§ **WHAT IS NEEDED**
Write out everything from the line with "[segment] neighboring dark wood house" down to the line with "POLYGON ((206 64, 184", swapping "dark wood" for "pale brick" and keeping the rest the same.

§ **DATA FOR PROCESSING**

──────────────────────────────

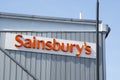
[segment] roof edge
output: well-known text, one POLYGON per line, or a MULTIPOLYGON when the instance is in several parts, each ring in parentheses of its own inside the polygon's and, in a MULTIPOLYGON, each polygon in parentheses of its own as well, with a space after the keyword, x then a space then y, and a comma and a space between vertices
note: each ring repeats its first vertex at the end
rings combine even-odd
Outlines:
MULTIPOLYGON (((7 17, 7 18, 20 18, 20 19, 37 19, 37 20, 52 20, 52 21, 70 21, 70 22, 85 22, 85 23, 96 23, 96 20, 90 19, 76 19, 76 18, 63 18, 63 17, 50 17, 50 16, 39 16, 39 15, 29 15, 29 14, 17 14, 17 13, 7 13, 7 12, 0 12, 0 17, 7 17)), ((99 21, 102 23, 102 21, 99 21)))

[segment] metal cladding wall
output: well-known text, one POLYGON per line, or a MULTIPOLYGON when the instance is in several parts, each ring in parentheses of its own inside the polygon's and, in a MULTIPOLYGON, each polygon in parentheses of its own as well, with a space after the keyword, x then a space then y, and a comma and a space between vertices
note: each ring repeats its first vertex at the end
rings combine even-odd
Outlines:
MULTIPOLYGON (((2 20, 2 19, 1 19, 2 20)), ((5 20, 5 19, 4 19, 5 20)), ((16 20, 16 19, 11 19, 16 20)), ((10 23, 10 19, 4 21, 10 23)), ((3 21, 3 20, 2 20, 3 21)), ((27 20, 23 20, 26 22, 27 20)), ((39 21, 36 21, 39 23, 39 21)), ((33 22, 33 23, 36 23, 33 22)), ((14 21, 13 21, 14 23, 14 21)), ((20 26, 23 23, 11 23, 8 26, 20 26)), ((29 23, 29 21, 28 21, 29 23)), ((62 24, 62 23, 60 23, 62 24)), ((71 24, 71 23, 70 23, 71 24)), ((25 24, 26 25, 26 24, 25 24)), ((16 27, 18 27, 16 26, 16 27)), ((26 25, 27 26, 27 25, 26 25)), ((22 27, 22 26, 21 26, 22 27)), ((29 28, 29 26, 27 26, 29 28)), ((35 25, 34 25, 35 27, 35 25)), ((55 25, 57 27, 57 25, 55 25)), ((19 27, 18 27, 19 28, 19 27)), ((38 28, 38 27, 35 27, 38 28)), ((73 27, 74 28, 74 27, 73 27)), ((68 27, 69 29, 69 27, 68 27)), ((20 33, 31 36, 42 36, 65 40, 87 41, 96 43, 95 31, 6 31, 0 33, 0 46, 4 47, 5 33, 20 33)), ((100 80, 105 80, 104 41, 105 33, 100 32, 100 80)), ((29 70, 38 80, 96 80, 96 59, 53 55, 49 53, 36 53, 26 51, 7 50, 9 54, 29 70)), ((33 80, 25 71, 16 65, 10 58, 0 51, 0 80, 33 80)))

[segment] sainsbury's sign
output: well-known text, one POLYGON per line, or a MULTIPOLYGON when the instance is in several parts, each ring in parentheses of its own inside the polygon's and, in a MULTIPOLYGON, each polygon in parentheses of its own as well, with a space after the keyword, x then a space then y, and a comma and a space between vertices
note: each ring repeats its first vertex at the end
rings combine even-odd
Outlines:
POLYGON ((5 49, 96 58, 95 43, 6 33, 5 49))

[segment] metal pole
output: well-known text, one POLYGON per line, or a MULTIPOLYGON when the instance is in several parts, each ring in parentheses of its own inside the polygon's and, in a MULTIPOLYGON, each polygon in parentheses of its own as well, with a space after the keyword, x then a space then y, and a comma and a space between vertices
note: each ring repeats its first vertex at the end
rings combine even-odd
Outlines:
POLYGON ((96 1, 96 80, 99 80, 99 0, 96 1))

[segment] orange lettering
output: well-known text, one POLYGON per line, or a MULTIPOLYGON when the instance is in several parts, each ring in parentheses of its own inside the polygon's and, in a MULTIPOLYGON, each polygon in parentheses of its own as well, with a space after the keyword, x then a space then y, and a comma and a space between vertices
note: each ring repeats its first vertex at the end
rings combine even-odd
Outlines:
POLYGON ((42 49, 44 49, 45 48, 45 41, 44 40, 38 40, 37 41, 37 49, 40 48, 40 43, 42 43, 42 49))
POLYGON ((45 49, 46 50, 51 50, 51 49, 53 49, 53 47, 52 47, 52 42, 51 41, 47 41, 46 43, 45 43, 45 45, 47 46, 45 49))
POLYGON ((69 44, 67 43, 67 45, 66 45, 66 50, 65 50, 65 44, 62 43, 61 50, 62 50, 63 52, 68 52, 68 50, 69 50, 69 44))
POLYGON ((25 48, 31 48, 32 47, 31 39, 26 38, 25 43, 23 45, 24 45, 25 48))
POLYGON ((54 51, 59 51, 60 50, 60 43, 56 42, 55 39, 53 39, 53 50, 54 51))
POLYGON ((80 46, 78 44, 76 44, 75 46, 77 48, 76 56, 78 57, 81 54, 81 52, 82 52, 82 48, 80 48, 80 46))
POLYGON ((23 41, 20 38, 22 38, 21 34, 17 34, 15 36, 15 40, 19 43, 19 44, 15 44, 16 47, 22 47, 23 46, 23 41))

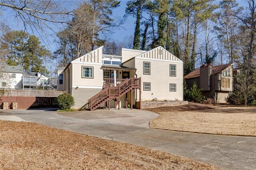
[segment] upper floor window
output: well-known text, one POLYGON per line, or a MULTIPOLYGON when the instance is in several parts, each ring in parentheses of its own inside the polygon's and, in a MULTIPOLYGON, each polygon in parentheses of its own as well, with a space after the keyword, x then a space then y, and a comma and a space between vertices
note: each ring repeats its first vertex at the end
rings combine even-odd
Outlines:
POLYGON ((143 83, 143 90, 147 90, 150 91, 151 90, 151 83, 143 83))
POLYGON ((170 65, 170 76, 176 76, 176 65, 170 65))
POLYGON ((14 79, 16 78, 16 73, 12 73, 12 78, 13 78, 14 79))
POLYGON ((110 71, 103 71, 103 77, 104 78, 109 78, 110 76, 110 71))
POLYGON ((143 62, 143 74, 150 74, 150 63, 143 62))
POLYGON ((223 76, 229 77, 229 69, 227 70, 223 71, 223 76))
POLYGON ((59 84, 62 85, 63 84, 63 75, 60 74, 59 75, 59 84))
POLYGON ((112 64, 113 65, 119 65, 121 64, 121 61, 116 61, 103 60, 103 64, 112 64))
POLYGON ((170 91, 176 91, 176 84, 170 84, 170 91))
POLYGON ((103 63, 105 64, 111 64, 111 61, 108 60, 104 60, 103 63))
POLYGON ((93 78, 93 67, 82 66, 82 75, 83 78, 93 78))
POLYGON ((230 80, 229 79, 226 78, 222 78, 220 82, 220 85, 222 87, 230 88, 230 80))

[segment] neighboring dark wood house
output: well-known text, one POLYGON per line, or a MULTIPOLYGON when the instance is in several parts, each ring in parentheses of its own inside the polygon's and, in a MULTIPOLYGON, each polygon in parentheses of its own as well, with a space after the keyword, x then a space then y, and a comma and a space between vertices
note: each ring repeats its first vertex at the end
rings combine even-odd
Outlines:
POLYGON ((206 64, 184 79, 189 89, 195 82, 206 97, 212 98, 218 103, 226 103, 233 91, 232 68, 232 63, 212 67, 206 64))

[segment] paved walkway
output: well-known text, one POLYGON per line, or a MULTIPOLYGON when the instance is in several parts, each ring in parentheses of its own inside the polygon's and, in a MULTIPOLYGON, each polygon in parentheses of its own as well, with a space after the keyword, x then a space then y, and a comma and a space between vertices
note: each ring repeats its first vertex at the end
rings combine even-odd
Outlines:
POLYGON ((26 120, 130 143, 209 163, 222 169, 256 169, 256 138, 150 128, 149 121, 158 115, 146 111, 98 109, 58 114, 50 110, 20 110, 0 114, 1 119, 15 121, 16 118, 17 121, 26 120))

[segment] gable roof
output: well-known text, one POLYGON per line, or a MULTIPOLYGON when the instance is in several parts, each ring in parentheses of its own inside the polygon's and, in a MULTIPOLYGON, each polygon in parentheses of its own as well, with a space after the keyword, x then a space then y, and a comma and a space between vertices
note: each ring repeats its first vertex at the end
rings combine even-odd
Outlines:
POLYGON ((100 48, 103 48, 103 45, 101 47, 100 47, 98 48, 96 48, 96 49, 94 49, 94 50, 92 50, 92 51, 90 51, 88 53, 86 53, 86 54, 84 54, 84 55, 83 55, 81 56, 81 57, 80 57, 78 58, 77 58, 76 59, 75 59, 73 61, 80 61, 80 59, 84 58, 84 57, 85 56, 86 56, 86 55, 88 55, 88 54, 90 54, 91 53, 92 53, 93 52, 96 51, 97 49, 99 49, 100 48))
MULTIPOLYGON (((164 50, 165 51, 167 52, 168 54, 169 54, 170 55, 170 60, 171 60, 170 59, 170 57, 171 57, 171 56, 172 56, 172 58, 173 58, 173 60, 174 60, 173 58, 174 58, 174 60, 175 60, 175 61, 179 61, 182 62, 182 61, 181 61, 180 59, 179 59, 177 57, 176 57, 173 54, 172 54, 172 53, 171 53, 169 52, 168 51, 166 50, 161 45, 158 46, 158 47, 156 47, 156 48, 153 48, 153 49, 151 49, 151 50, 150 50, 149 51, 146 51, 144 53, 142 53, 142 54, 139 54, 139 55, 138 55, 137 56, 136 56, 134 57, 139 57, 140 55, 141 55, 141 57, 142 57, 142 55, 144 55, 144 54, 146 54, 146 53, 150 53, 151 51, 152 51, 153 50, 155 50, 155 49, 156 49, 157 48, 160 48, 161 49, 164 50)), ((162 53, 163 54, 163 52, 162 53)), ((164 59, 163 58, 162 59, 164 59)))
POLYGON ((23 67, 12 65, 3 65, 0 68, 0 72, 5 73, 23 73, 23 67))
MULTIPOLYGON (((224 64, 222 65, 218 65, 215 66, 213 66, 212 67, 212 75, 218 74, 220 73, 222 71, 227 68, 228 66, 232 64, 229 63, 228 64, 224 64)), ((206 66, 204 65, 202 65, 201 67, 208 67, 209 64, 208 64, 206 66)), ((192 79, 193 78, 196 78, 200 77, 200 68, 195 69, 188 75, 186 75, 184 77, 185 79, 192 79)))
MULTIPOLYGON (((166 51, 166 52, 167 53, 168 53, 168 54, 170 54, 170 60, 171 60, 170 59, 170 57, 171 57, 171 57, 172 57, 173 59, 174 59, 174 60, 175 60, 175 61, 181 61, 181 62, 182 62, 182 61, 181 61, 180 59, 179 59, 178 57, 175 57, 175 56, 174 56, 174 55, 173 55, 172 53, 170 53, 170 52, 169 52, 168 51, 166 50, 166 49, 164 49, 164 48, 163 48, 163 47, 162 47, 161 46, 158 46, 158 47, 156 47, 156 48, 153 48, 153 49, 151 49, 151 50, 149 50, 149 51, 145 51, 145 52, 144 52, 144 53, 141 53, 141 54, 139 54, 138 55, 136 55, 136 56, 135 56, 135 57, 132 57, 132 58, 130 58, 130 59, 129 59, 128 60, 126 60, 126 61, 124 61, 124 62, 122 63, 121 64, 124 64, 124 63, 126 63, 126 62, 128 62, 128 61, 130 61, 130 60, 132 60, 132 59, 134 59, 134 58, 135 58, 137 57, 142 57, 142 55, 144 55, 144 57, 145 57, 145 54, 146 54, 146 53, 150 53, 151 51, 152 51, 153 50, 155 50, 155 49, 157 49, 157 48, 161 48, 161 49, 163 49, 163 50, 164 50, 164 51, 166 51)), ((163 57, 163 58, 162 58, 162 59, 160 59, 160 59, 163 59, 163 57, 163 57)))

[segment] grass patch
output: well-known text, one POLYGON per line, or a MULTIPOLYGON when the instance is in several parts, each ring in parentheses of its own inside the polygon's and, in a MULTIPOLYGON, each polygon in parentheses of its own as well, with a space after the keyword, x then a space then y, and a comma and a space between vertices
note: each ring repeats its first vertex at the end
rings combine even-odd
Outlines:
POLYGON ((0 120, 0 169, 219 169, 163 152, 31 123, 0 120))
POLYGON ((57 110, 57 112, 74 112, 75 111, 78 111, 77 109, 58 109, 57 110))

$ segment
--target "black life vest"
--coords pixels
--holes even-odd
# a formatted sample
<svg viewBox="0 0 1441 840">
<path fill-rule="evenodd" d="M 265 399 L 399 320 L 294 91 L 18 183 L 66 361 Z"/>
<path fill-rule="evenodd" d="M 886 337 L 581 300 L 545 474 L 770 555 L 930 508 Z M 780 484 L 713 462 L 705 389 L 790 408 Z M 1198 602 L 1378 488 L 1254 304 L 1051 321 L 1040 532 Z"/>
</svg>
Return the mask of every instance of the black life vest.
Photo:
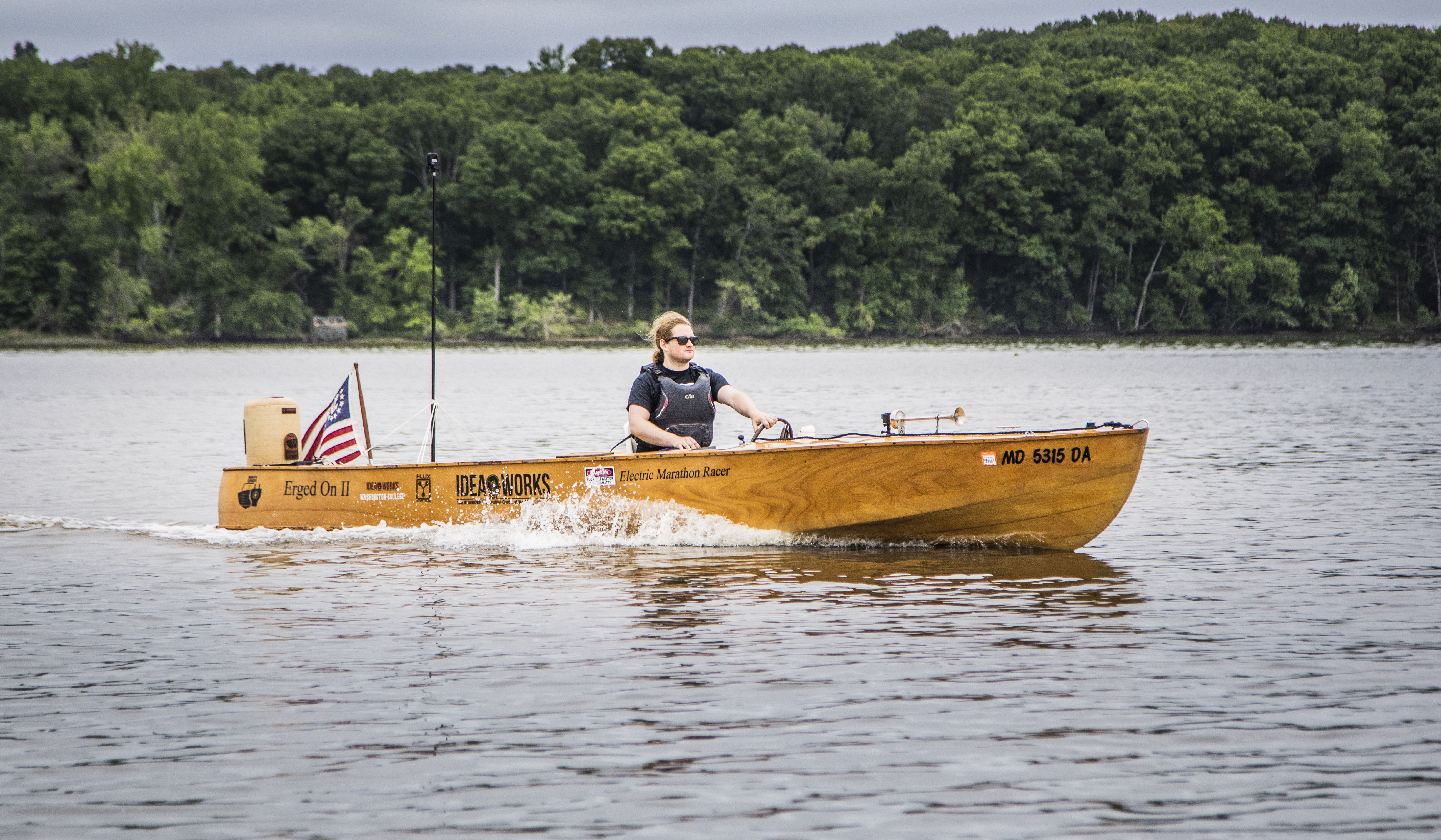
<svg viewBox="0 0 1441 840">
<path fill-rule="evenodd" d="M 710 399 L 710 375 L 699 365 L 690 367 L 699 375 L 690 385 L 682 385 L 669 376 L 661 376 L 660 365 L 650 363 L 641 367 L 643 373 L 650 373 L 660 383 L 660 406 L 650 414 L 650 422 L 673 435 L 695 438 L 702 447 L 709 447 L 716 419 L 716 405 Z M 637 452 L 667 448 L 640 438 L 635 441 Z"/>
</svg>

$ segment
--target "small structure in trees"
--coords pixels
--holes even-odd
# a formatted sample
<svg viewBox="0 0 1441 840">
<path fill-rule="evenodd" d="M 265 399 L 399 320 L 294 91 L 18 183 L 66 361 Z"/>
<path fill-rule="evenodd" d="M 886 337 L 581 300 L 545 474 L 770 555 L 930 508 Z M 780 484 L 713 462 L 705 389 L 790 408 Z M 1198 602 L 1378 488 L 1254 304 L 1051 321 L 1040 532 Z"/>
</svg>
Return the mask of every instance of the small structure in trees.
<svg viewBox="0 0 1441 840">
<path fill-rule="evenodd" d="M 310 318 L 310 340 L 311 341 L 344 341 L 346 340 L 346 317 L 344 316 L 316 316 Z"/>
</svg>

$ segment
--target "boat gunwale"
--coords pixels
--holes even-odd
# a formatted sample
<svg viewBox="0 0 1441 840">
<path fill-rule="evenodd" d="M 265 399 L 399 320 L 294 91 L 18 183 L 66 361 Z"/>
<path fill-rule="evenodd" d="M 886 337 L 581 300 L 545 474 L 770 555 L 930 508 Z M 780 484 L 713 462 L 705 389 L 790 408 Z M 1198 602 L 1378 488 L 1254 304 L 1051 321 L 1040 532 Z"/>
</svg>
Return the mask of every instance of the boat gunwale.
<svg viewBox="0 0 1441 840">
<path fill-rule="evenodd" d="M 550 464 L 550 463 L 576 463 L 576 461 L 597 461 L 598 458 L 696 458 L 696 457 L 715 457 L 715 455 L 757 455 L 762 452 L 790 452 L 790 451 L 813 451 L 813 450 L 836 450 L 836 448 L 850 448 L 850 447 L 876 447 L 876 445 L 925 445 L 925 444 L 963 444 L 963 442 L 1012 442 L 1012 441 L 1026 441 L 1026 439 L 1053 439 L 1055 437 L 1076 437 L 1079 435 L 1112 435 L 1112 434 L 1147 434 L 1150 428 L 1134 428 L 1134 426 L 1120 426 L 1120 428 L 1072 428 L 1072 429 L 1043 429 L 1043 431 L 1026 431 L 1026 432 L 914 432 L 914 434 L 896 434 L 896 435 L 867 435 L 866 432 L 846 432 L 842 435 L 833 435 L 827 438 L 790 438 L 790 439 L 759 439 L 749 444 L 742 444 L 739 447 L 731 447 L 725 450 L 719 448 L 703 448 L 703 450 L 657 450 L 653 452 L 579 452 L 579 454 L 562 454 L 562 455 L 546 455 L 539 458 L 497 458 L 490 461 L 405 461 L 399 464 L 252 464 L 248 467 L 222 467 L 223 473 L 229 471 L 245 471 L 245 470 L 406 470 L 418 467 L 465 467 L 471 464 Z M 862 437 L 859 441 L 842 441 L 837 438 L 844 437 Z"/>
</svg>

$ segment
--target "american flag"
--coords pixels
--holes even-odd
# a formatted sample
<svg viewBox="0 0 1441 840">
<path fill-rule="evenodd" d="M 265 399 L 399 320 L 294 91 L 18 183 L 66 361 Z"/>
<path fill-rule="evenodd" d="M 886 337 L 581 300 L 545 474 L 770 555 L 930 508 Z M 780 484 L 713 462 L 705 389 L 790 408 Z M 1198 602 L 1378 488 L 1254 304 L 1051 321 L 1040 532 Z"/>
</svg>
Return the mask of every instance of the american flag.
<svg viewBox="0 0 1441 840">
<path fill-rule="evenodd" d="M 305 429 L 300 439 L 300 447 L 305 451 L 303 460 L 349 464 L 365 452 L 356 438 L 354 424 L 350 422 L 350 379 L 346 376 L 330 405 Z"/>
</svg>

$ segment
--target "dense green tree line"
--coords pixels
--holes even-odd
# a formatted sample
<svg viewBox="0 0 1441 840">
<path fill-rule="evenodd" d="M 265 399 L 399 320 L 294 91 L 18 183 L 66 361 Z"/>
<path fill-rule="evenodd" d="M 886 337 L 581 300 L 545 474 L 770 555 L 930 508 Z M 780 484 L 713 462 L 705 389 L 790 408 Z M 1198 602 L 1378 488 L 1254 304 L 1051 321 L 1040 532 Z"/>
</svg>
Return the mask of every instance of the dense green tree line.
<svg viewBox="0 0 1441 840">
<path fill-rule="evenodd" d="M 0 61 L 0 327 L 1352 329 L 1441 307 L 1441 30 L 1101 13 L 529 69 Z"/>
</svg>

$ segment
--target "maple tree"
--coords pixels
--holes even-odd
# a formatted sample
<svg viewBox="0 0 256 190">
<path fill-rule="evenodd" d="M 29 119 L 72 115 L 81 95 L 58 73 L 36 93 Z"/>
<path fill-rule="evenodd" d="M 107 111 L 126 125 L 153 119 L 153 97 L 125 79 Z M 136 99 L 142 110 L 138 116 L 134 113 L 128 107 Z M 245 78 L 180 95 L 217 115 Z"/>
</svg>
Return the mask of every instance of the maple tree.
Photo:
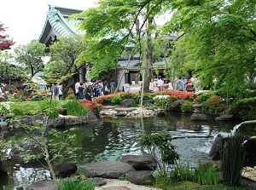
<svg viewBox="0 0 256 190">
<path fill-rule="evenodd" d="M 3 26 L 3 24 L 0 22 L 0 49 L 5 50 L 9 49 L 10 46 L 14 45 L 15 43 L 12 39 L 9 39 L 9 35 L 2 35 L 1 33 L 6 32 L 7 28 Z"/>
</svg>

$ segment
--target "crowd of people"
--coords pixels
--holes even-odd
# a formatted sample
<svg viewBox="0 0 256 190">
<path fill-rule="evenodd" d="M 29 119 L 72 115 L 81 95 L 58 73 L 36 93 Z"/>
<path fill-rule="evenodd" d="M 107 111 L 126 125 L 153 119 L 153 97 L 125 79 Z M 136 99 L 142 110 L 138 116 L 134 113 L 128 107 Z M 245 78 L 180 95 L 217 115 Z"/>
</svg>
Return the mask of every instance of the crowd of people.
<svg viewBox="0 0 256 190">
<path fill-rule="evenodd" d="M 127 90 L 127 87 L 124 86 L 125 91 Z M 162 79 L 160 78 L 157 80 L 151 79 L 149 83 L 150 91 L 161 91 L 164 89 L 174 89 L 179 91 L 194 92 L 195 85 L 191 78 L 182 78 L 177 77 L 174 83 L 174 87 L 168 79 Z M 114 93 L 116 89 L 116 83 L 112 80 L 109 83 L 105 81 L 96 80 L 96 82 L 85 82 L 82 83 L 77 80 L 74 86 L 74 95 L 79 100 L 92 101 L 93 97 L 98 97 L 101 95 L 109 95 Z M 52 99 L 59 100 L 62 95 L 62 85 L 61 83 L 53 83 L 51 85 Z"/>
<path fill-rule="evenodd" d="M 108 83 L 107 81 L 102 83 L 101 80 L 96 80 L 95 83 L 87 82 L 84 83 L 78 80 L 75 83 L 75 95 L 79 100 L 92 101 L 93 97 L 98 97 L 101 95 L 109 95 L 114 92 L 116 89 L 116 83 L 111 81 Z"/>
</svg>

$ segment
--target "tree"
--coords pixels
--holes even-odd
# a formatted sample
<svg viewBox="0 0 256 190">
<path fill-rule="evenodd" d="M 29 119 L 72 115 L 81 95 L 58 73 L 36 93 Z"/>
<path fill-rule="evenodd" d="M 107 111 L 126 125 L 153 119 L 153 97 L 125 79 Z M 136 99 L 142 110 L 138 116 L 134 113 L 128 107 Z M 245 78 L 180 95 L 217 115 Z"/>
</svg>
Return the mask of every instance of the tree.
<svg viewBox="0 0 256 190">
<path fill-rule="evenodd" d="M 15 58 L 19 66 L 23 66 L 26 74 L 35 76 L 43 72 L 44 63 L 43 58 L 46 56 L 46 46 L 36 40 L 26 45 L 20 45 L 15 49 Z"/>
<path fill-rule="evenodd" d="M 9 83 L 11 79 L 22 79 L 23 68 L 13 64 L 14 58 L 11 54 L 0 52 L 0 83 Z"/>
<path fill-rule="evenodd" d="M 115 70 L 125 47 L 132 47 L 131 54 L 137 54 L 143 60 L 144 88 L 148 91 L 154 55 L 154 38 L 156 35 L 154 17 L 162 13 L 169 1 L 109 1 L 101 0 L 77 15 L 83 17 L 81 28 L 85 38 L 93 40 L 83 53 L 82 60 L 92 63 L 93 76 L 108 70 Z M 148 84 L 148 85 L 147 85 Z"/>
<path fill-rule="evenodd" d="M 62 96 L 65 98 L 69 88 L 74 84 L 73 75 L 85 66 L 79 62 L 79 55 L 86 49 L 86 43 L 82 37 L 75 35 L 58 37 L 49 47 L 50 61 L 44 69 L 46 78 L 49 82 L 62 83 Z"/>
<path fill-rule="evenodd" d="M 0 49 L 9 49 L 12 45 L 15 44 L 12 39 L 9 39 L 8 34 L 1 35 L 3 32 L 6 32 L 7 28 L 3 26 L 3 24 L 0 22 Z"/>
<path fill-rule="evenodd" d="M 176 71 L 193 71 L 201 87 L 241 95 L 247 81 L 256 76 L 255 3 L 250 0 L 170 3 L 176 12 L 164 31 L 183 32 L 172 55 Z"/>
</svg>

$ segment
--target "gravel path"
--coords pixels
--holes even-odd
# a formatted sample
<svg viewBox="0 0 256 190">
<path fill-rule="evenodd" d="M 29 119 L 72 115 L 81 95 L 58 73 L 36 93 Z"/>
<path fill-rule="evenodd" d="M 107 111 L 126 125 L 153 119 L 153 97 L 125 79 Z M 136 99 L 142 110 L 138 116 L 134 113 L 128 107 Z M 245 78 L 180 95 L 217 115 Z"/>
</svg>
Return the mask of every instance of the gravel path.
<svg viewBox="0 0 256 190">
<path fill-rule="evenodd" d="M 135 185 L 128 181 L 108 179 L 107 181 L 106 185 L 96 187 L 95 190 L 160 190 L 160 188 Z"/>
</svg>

──────────────────────────────

§ **TASK SOLUTION**
[segment] neighboring pale brick house
output: well-known text, one POLYGON per line, or a MULTIPOLYGON when the instance is in several parts, each ring in parentheses of its own inside the polygon's and, in a MULTIPOLYGON, each polygon in parentheses of its own as well, with a space after the keyword, x then a space then y, and a comma and a space between vertices
note: each ring repeats its first vertex at the end
rings combine even-odd
Outlines:
POLYGON ((206 64, 184 79, 189 89, 195 82, 206 97, 212 98, 218 103, 226 103, 233 91, 232 68, 232 63, 212 67, 206 64))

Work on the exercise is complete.